▶ [Given instruction a] In the listing further down, return each line that contains the word "snout".

— start of Source passage —

Saturday, October 24, 2009

Women's Hockey Log: Kate Bacon Bumped Again

The Friars’ already-shorthanded depth chart took yet another chop with a fuzzily detailed ailment to sophomore winger Kate Bacon.
 
Bacon, who came back from a prior injury for the second game of the season along with classmate and linemate Abby Gauthier, took to the sidelines again for last night’s tussle with Yale, reducing PC to a mere three-and-one-thirds forward lines.
 
“No comment,” head coach Bob Deraney initially replied when asked to explain Bacon’s absence.
But, when prodded a little further, he offered, “She’ll be out for three weeks.”
 
Oof. Now what? Still yet to hand fellow forwards Jackie Duncan and Jessie Vella their game-time attire at any point in the young season, and still not pinpointing just when that can and will happen, the Friars will have to indefinitely subsist on the services of 10 attackers and allow for, at most, two constant forward lines instead of three.

— end of Source passage —

▶ [Given instruction b] Reproduce the hockey report word for word, beginning at "Bacon, who came" and stopping after "three-and-one-thirds forward lines.".

— start of Material supplied —

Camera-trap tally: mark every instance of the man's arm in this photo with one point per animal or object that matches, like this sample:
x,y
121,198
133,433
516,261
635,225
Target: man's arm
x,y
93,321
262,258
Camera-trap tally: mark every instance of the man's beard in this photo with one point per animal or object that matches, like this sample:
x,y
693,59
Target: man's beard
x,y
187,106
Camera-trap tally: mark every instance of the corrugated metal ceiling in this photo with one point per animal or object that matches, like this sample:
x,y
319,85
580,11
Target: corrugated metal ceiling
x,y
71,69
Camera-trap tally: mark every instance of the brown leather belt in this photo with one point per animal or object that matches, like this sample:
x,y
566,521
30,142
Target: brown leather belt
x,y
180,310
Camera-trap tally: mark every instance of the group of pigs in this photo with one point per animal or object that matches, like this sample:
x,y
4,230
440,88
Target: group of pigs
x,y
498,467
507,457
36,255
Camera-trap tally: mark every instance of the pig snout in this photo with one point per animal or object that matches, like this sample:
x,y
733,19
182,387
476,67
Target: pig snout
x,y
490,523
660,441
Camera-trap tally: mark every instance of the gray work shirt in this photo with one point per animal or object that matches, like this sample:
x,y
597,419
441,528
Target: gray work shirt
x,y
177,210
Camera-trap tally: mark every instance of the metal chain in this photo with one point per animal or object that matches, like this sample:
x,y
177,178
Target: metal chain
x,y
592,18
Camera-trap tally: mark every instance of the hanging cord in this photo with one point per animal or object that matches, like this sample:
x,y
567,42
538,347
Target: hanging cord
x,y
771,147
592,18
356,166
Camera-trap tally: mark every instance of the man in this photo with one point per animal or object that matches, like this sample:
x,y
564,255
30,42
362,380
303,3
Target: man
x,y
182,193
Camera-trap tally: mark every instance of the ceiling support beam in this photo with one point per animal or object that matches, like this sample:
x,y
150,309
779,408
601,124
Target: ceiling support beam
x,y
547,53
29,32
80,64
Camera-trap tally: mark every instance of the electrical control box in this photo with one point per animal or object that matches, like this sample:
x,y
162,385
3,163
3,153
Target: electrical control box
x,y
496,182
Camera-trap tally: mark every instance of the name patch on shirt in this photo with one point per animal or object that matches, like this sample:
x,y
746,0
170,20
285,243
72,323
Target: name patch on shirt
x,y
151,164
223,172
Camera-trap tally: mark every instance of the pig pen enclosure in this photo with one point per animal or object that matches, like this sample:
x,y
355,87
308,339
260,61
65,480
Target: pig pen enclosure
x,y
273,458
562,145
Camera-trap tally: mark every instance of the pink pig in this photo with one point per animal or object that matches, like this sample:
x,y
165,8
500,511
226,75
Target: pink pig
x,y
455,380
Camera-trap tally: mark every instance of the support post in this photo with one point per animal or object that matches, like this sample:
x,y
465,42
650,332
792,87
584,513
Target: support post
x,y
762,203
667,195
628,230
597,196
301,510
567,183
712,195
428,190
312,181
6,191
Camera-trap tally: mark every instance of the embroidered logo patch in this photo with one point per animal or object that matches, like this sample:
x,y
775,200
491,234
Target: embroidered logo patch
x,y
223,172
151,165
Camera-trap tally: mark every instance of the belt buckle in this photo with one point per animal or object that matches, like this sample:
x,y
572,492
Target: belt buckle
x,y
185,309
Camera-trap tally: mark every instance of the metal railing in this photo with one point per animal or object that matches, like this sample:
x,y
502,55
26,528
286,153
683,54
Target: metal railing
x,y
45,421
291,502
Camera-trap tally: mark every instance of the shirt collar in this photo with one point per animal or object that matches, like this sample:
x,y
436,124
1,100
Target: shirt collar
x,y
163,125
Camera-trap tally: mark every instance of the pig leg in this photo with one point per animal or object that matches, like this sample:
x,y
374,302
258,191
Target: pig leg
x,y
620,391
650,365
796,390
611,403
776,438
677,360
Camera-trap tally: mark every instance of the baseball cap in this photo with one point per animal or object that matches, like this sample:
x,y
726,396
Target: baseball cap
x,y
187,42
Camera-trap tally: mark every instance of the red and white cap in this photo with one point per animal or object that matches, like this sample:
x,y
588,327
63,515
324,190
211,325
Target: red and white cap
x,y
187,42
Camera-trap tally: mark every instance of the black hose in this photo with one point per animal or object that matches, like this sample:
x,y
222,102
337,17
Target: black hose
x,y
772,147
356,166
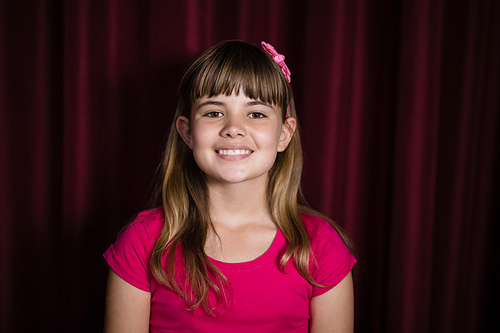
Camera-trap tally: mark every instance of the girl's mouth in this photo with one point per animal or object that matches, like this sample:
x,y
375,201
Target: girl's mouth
x,y
233,151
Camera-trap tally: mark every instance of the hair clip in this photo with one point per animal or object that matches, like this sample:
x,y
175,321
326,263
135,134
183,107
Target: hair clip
x,y
279,58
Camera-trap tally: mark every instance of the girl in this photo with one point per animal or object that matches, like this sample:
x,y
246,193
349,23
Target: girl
x,y
234,247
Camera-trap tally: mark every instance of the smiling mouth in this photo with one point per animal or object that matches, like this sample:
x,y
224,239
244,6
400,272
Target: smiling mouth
x,y
233,151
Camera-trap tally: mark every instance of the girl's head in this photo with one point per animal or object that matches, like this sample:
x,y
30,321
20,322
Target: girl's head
x,y
235,66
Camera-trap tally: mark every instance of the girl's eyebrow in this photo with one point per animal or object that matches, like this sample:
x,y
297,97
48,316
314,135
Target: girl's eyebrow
x,y
209,103
255,102
218,103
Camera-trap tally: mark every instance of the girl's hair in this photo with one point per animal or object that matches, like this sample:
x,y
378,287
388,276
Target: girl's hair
x,y
227,67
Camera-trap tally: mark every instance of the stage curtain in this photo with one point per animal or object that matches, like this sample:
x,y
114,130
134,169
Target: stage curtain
x,y
398,104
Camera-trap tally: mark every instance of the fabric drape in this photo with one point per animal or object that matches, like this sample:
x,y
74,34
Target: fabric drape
x,y
398,103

— end of Material supplied —

▶ [Right answer a]
Camera-trap tally: mark every instance of the pig snout in this photo with one point per animal or object that matches, like this sample:
Target: pig snout

▶ [Right answer b]
Bacon, who came back from a prior injury for the second game of the season along with classmate and linemate Abby Gauthier, took to the sidelines again for last night’s tussle with Yale, reducing PC to a mere three-and-one-thirds forward lines.